▶ Goal of the exercise
The lines to be copied run from the one containing "of the rear" to the end of the material below; reproduce them exactly, including both ends, and nothing more.

** Provided entries follows **

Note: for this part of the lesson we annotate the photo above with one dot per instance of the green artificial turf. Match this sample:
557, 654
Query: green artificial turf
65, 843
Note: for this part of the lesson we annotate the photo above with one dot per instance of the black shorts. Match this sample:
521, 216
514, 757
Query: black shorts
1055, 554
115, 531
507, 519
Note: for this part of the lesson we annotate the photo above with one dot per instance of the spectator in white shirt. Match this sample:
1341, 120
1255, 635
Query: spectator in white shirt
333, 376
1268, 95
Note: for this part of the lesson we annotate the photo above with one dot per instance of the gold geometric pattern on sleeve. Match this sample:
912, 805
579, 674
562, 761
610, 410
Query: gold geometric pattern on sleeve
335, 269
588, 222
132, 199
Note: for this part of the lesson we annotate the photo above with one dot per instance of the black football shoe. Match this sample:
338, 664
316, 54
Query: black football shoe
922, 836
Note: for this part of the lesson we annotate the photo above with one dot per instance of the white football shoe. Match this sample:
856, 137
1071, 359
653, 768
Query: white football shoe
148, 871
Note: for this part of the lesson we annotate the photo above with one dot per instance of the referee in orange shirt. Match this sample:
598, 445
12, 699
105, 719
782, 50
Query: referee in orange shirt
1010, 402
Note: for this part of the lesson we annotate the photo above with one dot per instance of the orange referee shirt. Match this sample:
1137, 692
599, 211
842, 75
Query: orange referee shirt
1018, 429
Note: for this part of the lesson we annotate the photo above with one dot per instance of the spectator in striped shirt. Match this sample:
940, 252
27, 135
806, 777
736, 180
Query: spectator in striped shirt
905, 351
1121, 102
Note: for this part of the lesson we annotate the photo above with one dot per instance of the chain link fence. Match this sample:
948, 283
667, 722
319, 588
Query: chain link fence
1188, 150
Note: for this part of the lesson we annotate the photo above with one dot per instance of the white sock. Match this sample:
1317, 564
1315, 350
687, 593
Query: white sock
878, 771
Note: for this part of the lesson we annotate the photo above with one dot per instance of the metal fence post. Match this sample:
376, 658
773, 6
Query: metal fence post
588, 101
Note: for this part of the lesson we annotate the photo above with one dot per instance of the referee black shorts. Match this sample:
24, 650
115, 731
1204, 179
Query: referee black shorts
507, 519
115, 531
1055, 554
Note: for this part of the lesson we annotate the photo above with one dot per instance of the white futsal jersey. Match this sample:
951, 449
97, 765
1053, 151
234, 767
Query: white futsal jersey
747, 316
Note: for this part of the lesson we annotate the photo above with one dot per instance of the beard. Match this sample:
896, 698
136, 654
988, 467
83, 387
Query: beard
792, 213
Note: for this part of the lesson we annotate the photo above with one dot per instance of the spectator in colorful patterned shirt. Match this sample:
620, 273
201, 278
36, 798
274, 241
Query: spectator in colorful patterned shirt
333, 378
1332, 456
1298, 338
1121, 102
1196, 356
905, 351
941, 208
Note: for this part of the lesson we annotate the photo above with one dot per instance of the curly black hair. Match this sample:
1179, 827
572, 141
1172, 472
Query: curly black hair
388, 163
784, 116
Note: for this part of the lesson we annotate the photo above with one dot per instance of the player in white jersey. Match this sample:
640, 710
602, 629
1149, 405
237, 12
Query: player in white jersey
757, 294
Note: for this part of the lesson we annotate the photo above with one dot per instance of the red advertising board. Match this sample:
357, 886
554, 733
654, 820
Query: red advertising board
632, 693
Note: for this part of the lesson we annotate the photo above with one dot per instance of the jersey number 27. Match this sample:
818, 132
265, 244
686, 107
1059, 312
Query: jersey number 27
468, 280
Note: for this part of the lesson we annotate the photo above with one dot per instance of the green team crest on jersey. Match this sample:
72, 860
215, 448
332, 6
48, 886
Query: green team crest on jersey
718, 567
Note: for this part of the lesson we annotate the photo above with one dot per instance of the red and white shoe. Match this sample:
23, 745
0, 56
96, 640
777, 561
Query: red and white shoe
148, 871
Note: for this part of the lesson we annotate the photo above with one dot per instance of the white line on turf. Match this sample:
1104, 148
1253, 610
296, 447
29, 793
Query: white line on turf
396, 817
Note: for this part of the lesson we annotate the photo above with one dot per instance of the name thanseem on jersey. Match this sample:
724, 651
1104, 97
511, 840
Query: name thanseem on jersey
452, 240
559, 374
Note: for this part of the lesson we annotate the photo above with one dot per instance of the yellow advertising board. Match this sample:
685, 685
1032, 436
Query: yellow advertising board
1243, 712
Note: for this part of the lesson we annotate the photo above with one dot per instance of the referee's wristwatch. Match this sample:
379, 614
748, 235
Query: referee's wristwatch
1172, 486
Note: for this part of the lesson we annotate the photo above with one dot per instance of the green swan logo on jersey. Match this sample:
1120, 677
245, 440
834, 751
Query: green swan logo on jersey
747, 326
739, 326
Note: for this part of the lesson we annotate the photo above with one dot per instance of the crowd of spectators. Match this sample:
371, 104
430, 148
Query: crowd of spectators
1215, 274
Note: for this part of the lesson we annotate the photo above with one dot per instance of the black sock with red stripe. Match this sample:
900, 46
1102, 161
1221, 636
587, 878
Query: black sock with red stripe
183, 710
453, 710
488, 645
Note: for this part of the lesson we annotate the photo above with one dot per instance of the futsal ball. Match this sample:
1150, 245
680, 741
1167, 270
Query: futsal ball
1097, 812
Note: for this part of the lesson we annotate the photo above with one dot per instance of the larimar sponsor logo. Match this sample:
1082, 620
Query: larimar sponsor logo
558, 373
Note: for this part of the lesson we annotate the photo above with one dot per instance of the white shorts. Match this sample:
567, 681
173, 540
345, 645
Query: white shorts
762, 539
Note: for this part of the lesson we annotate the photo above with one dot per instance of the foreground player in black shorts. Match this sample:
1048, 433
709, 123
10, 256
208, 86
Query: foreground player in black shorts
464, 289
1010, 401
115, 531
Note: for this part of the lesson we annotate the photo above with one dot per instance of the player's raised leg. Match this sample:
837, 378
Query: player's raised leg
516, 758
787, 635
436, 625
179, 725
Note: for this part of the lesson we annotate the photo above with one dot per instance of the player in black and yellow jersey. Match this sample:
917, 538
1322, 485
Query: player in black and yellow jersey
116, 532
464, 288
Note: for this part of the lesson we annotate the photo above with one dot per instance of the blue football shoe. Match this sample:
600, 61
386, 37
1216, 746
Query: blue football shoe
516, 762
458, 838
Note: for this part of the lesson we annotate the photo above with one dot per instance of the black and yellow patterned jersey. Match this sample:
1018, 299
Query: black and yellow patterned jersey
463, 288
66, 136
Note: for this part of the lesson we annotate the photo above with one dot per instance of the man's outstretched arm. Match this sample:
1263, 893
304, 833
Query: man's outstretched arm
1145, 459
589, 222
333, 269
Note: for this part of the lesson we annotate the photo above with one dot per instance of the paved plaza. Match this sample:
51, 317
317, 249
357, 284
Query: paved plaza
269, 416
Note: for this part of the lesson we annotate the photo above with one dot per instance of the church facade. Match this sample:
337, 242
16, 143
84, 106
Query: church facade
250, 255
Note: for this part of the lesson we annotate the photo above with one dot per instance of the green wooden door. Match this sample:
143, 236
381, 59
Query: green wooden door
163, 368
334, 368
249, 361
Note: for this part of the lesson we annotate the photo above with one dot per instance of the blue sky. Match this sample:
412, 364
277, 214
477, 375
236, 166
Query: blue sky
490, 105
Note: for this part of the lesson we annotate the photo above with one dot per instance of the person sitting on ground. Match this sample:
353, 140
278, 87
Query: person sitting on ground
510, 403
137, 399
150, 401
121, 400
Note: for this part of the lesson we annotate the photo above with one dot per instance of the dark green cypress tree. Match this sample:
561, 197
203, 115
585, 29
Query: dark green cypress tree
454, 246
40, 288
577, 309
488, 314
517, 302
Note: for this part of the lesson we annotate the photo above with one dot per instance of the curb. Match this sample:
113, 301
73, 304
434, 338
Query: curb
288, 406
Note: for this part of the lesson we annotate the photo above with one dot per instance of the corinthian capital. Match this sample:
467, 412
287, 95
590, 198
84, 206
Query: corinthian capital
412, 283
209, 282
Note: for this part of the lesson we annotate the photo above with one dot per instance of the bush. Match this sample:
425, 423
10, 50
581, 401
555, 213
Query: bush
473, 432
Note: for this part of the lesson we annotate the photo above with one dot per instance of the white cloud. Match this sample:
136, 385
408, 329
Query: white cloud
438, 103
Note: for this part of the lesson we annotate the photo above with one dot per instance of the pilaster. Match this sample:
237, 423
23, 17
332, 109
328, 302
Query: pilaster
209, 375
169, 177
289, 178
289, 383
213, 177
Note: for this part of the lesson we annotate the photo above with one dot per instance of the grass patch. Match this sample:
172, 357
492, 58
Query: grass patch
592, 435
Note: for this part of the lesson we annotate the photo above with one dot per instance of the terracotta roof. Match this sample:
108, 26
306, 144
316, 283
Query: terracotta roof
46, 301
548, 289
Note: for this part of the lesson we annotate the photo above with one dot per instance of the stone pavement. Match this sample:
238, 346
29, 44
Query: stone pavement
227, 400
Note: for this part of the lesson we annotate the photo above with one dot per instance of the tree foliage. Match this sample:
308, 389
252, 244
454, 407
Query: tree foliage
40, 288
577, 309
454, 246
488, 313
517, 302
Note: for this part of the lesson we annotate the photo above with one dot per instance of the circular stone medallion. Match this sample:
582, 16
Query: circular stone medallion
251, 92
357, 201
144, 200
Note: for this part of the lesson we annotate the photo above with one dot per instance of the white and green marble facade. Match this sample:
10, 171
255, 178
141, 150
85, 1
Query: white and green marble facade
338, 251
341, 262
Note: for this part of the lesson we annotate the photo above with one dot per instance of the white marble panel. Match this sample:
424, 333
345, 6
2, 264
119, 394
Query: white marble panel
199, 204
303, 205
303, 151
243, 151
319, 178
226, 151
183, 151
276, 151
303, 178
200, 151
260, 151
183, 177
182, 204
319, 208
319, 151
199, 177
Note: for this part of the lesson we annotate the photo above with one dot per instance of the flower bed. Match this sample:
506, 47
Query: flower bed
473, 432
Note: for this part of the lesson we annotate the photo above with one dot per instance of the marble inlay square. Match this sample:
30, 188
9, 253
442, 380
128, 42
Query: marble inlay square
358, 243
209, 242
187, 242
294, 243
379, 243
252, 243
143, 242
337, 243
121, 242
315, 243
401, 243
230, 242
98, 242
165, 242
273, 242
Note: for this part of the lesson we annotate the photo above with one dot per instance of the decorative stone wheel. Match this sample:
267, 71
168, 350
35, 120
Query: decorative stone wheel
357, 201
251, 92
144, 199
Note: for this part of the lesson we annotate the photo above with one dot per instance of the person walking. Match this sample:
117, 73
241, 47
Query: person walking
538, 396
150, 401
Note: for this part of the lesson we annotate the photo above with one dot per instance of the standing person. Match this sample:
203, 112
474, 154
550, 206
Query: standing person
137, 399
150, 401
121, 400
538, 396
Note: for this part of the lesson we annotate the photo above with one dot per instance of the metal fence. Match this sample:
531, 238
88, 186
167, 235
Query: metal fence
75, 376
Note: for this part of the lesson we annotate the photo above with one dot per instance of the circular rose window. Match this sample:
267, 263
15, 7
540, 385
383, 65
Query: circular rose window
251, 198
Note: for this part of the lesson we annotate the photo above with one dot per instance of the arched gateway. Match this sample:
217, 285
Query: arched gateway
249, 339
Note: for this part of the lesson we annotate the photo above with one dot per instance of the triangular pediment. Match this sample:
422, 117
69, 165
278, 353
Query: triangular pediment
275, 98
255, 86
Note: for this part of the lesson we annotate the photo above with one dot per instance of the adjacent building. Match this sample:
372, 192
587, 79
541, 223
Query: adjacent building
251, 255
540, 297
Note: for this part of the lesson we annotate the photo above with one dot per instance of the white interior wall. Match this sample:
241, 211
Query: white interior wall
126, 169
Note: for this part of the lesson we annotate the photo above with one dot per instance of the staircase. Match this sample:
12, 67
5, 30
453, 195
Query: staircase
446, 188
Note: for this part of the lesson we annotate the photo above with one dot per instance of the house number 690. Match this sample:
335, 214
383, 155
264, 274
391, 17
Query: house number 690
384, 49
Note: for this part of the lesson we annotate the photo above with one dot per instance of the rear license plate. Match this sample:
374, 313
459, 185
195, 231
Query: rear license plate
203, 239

** End of Provided entries **

▶ Output for this exercise
Note: for this part of the lesson we annotate the photo above with one dot per instance of the rear license plate. Match this sample:
374, 313
459, 185
195, 231
Query: rear license plate
203, 239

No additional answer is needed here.